El pasado mes de marzo se anunció al mundo que el buque oceanográfico S/A Agulhas II había hallado el pecio del famoso Endurance del explorador polar Shackleton a 3.000 metros de profundidad en el Mar de Weddell, en el Océano Glacial Antártico. El buque estaba hundido a tan sólo 7,5 km de la posición donde lo señaló su capitán, Frank Worsley, hace ahora 107 años, encontrándose los restos en un excelente estado de conservación, ya que las frías aguas australes están libres de organismos que puedan atacar las maderas.

EL ENDURANCE DE SHACKLETON
Sir Ernest Shackleton ya era famoso antes de comenzar esta increíble historia de liderazgo, superación y supervivencia, pues ya había colaborado con el malogrado Capitán Robert Falcon Scott durante las exploraciones antárticas en 1908. Precisamente tras la conquista del Polo Sur por la expedición noruega de Roald Amundsen en 1912 y la muerte del capitán Scott, Shakleton sintió la necesidad de conseguir un último éxito polar para el Imperio Británico, proponiendo una travesía del continente antártico.
Para lograr tal meta, Shackleton se hizo con el buque rompehielos noruego Polaris, que fue construido en Sandefjord por el ingeniero Ole Aanderund en el astillero Franmæ en 1912 para responder a una iniciativa empresarial de Adrien de Gerlache y Lars Christiensen, que pensaron originalmente en destinarlo a las expediciones de cazas de osos polares en el Ártico para turistas de alto poder adquisitivo.

El Polaris era realmente un buque magnífico para su época. Con una eslora de 44 metros, una manga de 7,6 y un desplazamiento de 365 toneladas, estaba diseñado para resistir y perdurar en las condiciones árticas más extremas, gracias a su casco de roble estaba forrado de madera de abeto nórdico y de bibirí de la Guayana, lo que le proporcionaba más de 60 cm de grosor en su robusta quilla de cuatro piezas. Todas las maderas eran escogidas por su tamaño y forma para que encajaran perfectamente, creando una estructura sólida y robusta, considerándose que era el velero de madera más resistente del mundo tras el Fram de Fridjof Nansen.
Para la propulsión, el ahora rebautizado como Endurance poseía tres mástiles con aparejo de bergantín-goleta para navegar hasta el Océano Antártico (ahora llamado Austral) propulsado por la fuerza de los vientos atlánticos, contando con un motor de vapor de dos tiempos alimentado por carbón como propulsión auxiliar, capaz de lograr más de diez nudos de velocidad gracias a los 350 Cv de potencia que podía conseguir a pleno rendimiento.

El Endurance quedó inmovilizado por el hielo antártico en enero de 1915, quedando atrapado por los témpanos durante diez meses, hasta que las grandes placas aplastaron el casco con una fuerza irresistible que le provocó varias vías de agua, que inundaron el buque y empezó a hundirlo poco a poco, lo que permitió a la dotación disponer de algo de tiempo para poner a salvo a los perros de tiro, tres de los cuatro botes del tipo ballenera que portaba y una buena cantidad de provisiones y equipos. Como curiosidad merece la pena recordar que a bordo del Endurance viajaban varias cajas con vino de Jerez de González-Byass que se hundieron junto con la nave, reposando en la actualidad en el fondo del Mar Antártico.
--
Qué se pide:
Indica si cada afirmación concuerda con el texto sobre el Endurance. Responde sí o no y cita literalmente las palabras del texto que lo deciden.
1. El pecio del Endurance se halló a 3.000 metros de profundidad.
2. El Polaris se pensó originalmente para expediciones científicas en la Antártida.
3. El Endurance permaneció atrapado por el hielo durante diez meses.
Basta con el texto para responder.

Líneas proporcionadas:
--
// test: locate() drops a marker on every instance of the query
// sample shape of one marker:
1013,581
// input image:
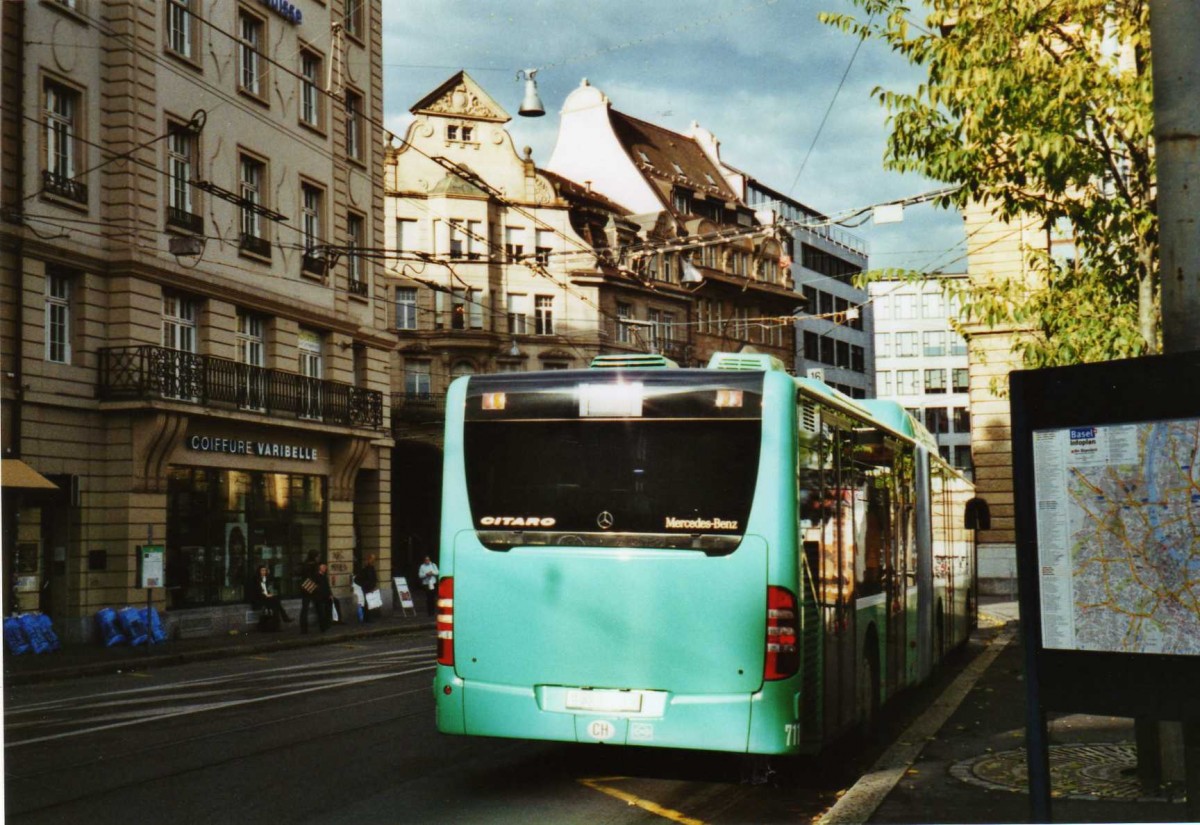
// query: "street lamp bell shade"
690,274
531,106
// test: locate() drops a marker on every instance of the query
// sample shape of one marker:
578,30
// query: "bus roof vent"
--
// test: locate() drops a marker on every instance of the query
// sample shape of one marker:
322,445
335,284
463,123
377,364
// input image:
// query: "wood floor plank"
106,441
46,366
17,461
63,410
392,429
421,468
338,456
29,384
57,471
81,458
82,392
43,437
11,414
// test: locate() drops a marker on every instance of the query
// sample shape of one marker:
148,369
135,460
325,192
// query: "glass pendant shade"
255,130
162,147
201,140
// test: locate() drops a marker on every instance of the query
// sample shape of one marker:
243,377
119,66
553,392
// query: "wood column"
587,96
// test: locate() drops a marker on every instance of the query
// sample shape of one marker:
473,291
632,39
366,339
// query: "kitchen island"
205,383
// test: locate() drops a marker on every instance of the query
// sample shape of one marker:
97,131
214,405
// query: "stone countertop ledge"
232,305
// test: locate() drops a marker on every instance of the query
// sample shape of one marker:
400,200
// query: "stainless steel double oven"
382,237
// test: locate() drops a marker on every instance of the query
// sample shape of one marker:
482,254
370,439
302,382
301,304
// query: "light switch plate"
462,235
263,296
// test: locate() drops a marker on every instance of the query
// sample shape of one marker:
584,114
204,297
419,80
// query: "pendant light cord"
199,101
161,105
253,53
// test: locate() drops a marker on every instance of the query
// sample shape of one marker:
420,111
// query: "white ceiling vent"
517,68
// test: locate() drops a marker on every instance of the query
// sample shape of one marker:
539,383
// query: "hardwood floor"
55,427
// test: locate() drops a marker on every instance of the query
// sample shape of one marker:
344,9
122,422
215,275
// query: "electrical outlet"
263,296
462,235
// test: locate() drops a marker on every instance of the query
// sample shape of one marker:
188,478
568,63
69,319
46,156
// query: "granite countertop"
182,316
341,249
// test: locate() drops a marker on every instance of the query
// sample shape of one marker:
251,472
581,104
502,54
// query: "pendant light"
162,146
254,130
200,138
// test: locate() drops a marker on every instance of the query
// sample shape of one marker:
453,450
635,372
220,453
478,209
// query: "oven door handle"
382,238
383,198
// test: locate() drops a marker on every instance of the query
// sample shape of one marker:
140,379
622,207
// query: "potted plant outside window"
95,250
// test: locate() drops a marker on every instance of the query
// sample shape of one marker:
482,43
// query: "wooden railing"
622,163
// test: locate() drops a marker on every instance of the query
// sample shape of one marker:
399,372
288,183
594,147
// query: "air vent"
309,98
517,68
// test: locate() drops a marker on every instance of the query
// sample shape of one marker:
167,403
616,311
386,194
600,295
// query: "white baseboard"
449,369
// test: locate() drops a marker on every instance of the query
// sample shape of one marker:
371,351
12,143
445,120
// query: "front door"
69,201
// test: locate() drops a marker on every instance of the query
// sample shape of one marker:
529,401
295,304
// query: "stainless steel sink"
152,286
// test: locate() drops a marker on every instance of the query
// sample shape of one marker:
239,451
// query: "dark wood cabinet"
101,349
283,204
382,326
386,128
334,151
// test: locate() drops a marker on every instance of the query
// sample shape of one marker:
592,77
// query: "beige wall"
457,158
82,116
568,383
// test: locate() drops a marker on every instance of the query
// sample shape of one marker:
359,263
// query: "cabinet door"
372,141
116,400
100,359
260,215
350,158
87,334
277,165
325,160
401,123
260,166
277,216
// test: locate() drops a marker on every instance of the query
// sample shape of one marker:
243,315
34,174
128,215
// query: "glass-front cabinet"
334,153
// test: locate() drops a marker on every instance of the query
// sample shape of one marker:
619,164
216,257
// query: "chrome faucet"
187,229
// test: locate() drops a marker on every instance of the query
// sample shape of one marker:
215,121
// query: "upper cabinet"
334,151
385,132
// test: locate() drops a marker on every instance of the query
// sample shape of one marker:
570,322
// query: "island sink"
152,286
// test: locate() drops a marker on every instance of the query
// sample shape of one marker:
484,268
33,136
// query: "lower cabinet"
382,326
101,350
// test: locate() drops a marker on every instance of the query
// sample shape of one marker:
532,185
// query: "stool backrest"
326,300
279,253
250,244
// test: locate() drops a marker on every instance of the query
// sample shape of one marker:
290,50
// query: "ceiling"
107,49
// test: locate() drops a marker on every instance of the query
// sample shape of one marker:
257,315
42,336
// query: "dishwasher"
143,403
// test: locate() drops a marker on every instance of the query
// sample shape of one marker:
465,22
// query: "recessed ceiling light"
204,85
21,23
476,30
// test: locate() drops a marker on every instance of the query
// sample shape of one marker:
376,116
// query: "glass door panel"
--
Respuesta al ejercicio:
1. Sí: «a 3.000 metros de profundidad».
2. No: «pensaron originalmente en destinarlo a las expediciones de cazas de osos polares en el Ártico para turistas de alto poder adquisitivo».
3. Sí: «quedando atrapado por los témpanos durante diez meses».